━━━ Extrait de page ━━━
Que des citoyen-ne-s assistant-e-s au procès LuxLeaks soient surveillé-e-s par le service de renseignement de l’Etat (SRE) – cette information publiée sur mon Blog ([1]) et reprise largement par la presse ([2]) – a été démentie de suite par le Gouvernement, suivi le lendemain d’un démenti par le SRE. Si le démenti du Gouvernement était parfaitement prévisible, celui du SRE constitue une autre paire de manches.
En effet, pour éviter un scandale politique, le Gouvernement n’avait d’autre choix que celui de démentir. A moins que – et ce n’est pas totalement exclu – il n’en savait rien, ce qui serait aussi scandaleux – voire franchement pire – que l’aveu, parce que la nouvelle loi encadrant les activités du SRE ([3]) prescrit que «le comité ministériel du renseignement» (composé des ministres Bettel, Braz et Schneider) doive obligatoirement être informé, voire avoir ordonné une telle activité.
Le Gouvernement dans la tradition des démentis
En fait, ce démenti reflète parfaitement la coutume d’un Gouvernement qui ne cesse de démentir à chaque fois qu’il se trouve dans l’embarras.
━━━
_Questions et exercices:_
a. Répondez aux questions suivantes à partir de l'extrait.
(i) Quel service de l'État aurait surveillé des citoyens assistant au procès LuxLeaks ?
(ii) Où l'information sur cette surveillance a-t-elle d'abord été publiée ?
(iii) À quel moment le SRE a-t-il publié son démenti ?
b. Relevez dans l'extrait les noms de tous les ministres qui composent le comité ministériel du renseignement.
c. Renvoyez le passage de l'extrait qui débute aux mots « En effet, pour » et s'achève après les mots « trouve dans l’embarras. ».
Les entrées ci-après sont tirées d'une autre source.
━━━ Extraits de données ━━━
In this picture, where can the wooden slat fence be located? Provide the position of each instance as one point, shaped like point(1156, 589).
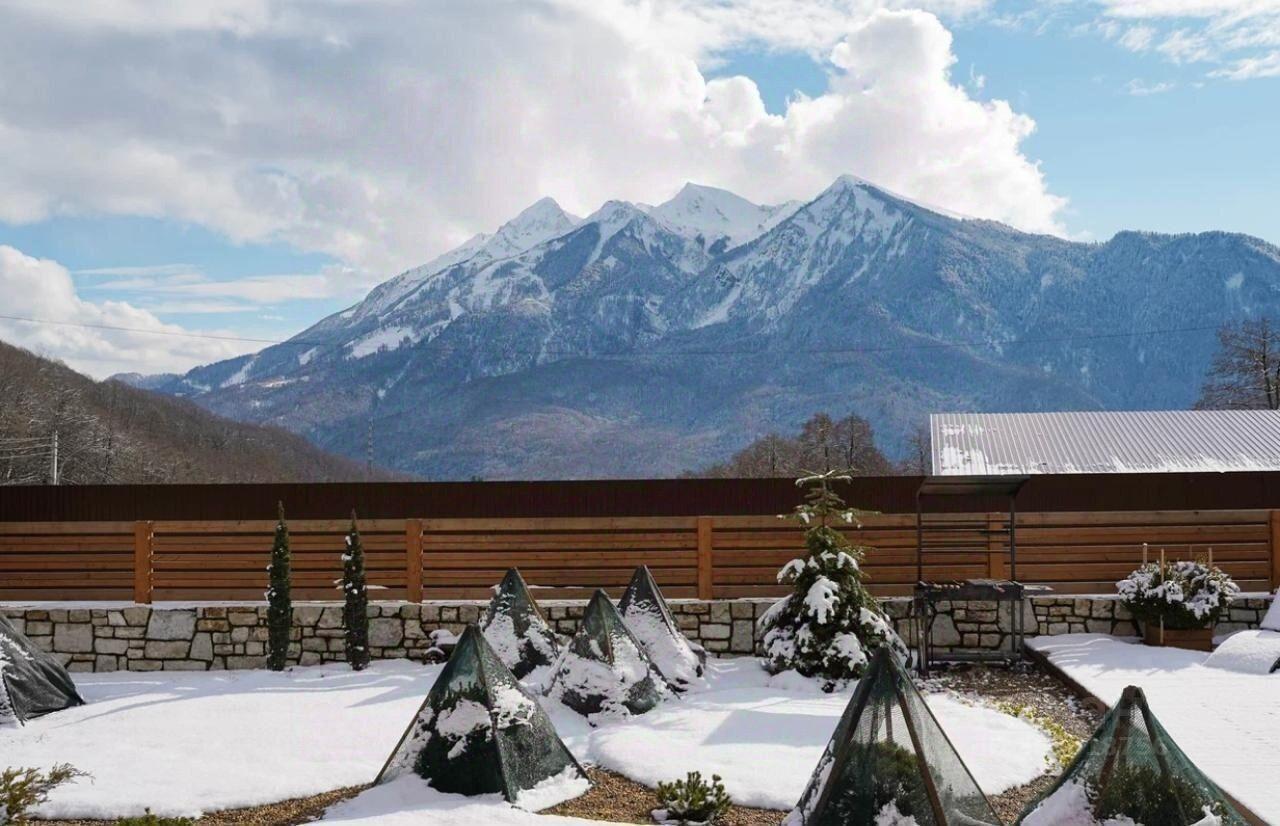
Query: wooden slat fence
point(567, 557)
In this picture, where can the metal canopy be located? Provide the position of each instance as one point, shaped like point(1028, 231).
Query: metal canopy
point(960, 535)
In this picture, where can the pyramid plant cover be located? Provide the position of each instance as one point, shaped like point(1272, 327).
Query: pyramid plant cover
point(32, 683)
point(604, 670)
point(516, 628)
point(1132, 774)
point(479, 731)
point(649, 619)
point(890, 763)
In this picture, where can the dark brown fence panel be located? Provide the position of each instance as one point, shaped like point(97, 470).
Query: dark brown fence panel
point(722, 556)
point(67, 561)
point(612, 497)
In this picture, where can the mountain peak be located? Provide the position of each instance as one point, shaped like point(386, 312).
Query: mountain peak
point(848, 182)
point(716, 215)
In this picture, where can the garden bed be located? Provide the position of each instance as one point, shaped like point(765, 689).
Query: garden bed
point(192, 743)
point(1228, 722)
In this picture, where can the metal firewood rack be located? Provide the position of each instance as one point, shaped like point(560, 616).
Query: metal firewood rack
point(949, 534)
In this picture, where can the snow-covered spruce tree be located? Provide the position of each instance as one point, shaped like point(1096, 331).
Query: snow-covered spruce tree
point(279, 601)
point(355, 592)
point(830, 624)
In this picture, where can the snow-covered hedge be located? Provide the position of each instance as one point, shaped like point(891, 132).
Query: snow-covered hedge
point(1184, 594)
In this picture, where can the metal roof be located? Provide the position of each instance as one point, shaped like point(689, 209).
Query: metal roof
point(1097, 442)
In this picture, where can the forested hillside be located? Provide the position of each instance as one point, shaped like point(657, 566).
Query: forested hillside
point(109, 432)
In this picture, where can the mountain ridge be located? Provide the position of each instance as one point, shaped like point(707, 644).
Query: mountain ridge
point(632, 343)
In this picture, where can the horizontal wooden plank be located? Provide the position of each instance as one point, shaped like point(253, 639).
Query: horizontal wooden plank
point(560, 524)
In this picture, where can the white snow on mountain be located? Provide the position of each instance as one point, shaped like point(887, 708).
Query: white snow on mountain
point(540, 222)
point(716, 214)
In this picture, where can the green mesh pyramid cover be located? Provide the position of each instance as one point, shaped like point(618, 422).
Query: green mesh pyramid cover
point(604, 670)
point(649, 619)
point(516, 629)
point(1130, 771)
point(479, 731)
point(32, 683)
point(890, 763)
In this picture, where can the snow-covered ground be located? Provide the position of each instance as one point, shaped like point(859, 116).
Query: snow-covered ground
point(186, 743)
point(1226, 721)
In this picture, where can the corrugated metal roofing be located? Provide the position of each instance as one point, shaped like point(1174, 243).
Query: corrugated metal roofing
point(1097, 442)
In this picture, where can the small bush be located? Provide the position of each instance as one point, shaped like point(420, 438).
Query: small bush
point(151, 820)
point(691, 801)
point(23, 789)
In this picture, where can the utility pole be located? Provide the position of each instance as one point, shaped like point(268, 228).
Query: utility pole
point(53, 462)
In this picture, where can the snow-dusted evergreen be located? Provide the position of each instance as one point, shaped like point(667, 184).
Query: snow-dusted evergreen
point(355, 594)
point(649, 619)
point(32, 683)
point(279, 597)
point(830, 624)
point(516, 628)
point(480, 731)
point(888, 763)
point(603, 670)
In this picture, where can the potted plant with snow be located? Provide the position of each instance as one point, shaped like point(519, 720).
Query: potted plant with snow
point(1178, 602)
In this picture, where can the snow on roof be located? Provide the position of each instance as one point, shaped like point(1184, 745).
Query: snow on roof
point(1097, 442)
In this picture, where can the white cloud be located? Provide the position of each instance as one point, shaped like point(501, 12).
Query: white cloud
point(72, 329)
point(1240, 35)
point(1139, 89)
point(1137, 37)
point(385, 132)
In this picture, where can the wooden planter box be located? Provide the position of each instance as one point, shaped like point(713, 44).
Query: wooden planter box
━━━
_Solutions ci-dessous:_
a.
(i) Le service de renseignement de l'État (SRE).
(ii) Sur le blog de l'auteur.
(iii) Le lendemain du démenti du Gouvernement.

b. Bettel, Braz, Schneider

c.
En effet, pour éviter un scandale politique, le Gouvernement n’avait d’autre choix que celui de démentir. A moins que – et ce n’est pas totalement exclu – il n’en savait rien, ce qui serait aussi scandaleux – voire franchement pire – que l’aveu, parce que la nouvelle loi encadrant les activités du SRE ([3]) prescrit que «le comité ministériel du renseignement» (composé des ministres Bettel, Braz et Schneider) doive obligatoirement être informé, voire avoir ordonné une telle activité.
Le Gouvernement dans la tradition des démentis
En fait, ce démenti reflète parfaitement la coutume d’un Gouvernement qui ne cesse de démentir à chaque fois qu’il se trouve dans l’embarras.